Render the items below as a two-column CSV with the columns text and answer. Give one row per item, with the item's wording and its answer each in a single quoted field and any line breaks replaced by spaces.

★ ★ ★ ★ ★

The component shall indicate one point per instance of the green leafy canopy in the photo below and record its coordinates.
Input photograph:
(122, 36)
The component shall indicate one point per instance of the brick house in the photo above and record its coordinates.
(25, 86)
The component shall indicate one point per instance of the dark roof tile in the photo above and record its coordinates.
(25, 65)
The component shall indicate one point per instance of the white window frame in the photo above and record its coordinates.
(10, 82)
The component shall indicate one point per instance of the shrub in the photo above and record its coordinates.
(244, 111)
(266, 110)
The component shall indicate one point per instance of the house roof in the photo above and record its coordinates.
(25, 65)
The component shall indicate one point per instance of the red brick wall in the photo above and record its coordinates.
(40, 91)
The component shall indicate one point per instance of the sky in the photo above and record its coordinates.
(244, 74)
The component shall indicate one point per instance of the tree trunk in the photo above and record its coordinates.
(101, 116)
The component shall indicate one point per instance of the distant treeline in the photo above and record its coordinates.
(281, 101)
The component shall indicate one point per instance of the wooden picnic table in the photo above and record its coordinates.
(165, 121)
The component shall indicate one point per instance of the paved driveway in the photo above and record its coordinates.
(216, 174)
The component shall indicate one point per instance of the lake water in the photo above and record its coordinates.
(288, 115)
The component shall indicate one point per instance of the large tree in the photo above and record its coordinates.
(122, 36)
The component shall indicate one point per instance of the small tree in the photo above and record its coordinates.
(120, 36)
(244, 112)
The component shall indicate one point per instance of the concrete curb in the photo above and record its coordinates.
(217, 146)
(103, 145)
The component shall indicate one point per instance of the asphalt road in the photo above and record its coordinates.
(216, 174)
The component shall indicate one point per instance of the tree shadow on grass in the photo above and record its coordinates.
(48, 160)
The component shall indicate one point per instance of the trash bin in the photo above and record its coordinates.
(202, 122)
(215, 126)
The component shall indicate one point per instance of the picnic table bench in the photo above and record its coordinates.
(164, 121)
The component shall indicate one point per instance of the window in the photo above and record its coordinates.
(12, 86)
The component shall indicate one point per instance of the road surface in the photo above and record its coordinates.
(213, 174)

★ ★ ★ ★ ★

The output =
text,answer
"The component shall indicate one point per instance of the green leafy canopy in the photo below and record its coordinates. Input photograph:","(122, 36)"
"The component shall indicate one point per instance of the brick house in the photo above and record its coordinates.","(25, 86)"
"The component shall indicate one point per instance of the dark roof tile in the photo above and record its coordinates.","(25, 65)"
"The component shall indicate one point per instance of the white window frame in the photo above and record its coordinates.","(10, 82)"
"The component shall indicate one point per instance of the shrub in the photo above and record its coordinates.","(244, 111) (266, 110)"
"The component shall indicate one point per instance of the house roof in the photo above and record its coordinates.","(25, 65)"
"The component shall indicate one point per instance of the red brick wall in the photo above and record its coordinates.","(40, 91)"
"The component shall indicate one point per instance of the sky in the photo above and record its coordinates.","(244, 74)"
"The component shall indicate one point per instance of the tree trunk in the photo above and record its coordinates.","(101, 116)"
"The component shall indicate one point per instance of the distant treeline in the photo above and record its coordinates.","(281, 101)"
"The component shall indicate one point per instance of the wooden picnic table in the photo above and record its coordinates.","(165, 121)"
"The component shall indicate one point per instance of the paved driveway in the photo above and record its coordinates.","(216, 174)"
"The component shall indicate one point per instance of the lake water in the photo above and record its coordinates.","(288, 115)"
"The component shall indicate one point per instance of the large tree in the photo above and record its coordinates.","(122, 36)"
"The component shall indicate one point per instance of the small tree in the photo above and record its coordinates.","(120, 36) (244, 112)"
"The component shall indicate one point per instance of the concrete curb in the photo above and record its coordinates.","(217, 146) (103, 145)"
"The component shall indicate one point per instance of the asphalt road in the photo above and record its coordinates.","(216, 174)"
"The component shall indicate one point per instance of the tree shadow on grass in the photo above and record its coordinates.","(48, 160)"
"The component shall indicate one point per instance of the trash bin in the photo above and record its coordinates.","(202, 122) (215, 126)"
"The component shall indicate one point per instance of the picnic table bench in the photo above and record its coordinates.","(164, 121)"
"The component shall indicate one point per instance of the window in the photo above and record its coordinates.","(12, 86)"
"The component shall indicate one point per instance of the road surface in the photo above and record its coordinates.","(213, 174)"